• Task list:
**a.** In the copyright notes, how long does copyright now last?
**b.** Pick up the copyright notes after their last line and carry them on in the same style.

• Source text:
━━━━━━━━━━━━━━━━

Understanding copyright

From Karnataka Open Educational Resources

Origin - Idea of property

creator / purchase should 'own' property allow perpetual use and control

File:MOOC OER- Copyright.mm

Ideas and ownership

copyright law - https://en.wikipedia.org/wiki/Copyright extended over time, now for 50 years after death of author.

Copyright – includes many rights

  1. Right to re-use
  2. Right to give to others
  3. Right to make changes
  4. Right to sell
  5. Attribution right

Each of these rights can be relaxed by the author. The two extremes are "all rights reserved" v/s "Public domain". In between we have different rights relaxed

  1. Right to re-use
  2. Right to give to others
  3. Right to make changes
  4. Right to sell
  5. Attribution right

Illustrations of relaxation of copyright

Software – GPL (General Public License) – Free and Open Source Software

Content – CC (Creative Commons) – Open Educational Resources, open content, open access

  1. CC – BY - Attribution - (giving credit to the author, mentioning author name in the article)

━━━━━━━━━━━━━━━━

• Dataset:
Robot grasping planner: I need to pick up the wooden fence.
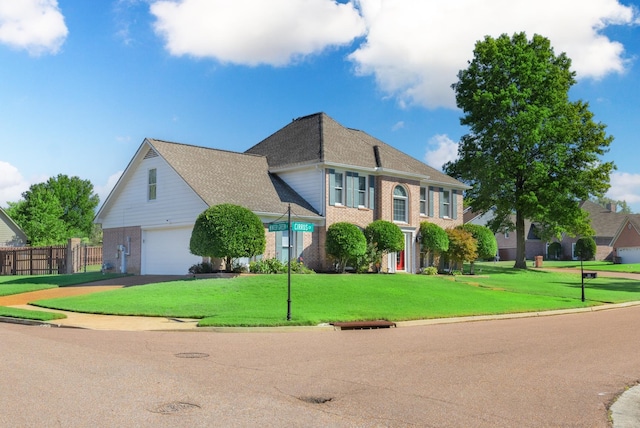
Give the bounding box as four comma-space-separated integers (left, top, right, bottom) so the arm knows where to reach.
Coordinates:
0, 240, 102, 275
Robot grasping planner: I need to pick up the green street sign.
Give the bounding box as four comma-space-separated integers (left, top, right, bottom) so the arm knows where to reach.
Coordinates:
291, 221, 313, 232
269, 222, 288, 232
269, 221, 313, 232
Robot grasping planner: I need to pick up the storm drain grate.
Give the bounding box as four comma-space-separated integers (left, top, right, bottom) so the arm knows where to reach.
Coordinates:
298, 396, 333, 404
176, 352, 209, 358
151, 401, 200, 415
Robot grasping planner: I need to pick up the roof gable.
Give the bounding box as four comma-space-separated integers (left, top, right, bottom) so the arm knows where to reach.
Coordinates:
580, 201, 625, 238
245, 113, 468, 188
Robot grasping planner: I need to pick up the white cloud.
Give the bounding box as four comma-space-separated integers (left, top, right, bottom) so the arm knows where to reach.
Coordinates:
0, 0, 68, 55
0, 161, 31, 208
424, 135, 458, 170
606, 172, 640, 212
151, 0, 365, 66
350, 0, 638, 108
93, 171, 124, 205
391, 120, 404, 131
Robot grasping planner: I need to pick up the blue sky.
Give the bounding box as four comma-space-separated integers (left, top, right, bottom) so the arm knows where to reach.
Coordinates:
0, 0, 640, 212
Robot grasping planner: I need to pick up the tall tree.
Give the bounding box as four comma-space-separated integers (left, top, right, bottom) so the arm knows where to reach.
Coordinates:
444, 33, 615, 269
7, 189, 68, 247
46, 174, 100, 238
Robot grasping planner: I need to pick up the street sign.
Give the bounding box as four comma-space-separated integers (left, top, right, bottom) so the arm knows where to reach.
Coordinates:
291, 221, 313, 232
269, 221, 288, 232
269, 221, 313, 232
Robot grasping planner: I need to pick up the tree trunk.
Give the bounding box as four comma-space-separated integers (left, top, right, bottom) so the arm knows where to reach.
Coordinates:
514, 211, 527, 269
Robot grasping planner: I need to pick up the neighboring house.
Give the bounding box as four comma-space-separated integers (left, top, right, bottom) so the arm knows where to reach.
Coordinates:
466, 201, 626, 260
95, 113, 468, 274
464, 209, 547, 260
0, 208, 27, 247
612, 214, 640, 264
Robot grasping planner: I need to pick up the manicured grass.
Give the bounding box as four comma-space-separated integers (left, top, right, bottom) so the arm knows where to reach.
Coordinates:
35, 263, 640, 326
0, 306, 67, 321
0, 272, 127, 296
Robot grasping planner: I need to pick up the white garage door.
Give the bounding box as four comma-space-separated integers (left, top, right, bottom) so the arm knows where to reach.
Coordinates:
618, 247, 640, 264
140, 227, 202, 275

━━━━━━━━━━━━━━━━

• Expected outputs:
**a.** It lasts for 50 years after the death of the author.

**b.**
  2. CC – NC - Non commercial- (you can share the article with others but you cannot sell it / make profit from it)
  3. CC – ND - Non derivative - (you can share it but you cannot make any changes to it, you cannot make any derivative from the article)
  4. CC – SA - Share alike - (if you make any changes to the article, you must also release it under the same license. If the original resource was having copyright CC BY SA, if you make any changes, your version should also be released under the same copyright CC BY SA)
  5. CC – BY – NC – ND ((you can share the article with others giving credit to the author, but you cannot sell it / make profit from it, you cannot make any changes to it, you cannot make any derivative from the article)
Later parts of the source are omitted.